| Task to complete |
Of the entries below, copy only those lines that contain the word "self".

[Collected data entries]
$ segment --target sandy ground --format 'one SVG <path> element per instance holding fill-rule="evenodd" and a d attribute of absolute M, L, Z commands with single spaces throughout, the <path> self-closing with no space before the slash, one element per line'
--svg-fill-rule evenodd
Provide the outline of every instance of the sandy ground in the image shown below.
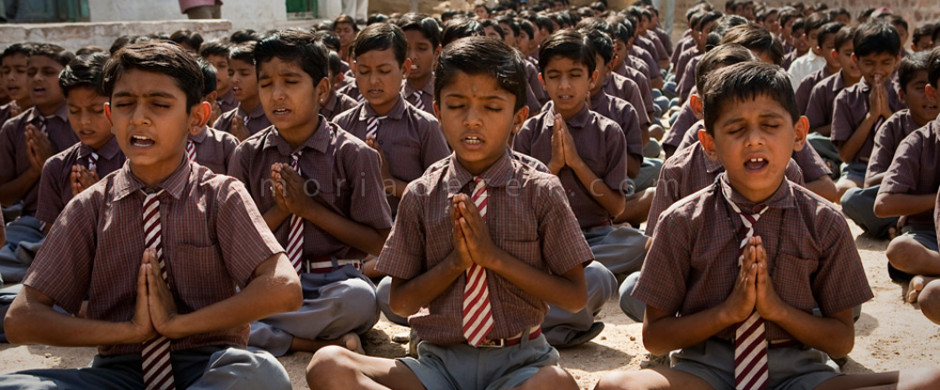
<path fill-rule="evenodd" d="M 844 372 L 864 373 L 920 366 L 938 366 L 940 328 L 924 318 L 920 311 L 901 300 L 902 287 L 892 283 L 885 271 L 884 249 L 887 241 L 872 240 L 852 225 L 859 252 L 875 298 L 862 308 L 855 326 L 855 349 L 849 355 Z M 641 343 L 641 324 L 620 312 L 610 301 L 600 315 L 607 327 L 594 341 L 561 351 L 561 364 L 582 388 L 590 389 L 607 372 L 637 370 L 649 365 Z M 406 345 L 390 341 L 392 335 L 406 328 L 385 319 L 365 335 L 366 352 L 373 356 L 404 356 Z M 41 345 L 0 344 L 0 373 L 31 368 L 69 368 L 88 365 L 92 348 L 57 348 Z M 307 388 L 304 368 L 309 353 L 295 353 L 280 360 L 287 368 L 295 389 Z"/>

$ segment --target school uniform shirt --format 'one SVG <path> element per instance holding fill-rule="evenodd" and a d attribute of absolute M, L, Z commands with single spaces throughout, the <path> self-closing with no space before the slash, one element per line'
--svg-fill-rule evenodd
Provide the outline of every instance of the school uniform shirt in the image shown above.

| Final answer |
$ segment --target sandy ground --format 'one SVG <path> element per instance holding fill-rule="evenodd" and a d attribute of absolute M, L, Z commands with single spaces throughout, the <path> self-closing with no space before the slash, one element per line'
$ segment --target school uniform shirt --format 'one SVG <path> element per instance holding fill-rule="evenodd" and a d attribute of absolute M, L, Z commands with single spaces throughout, the <path> self-closing with no space before the slash, one element per line'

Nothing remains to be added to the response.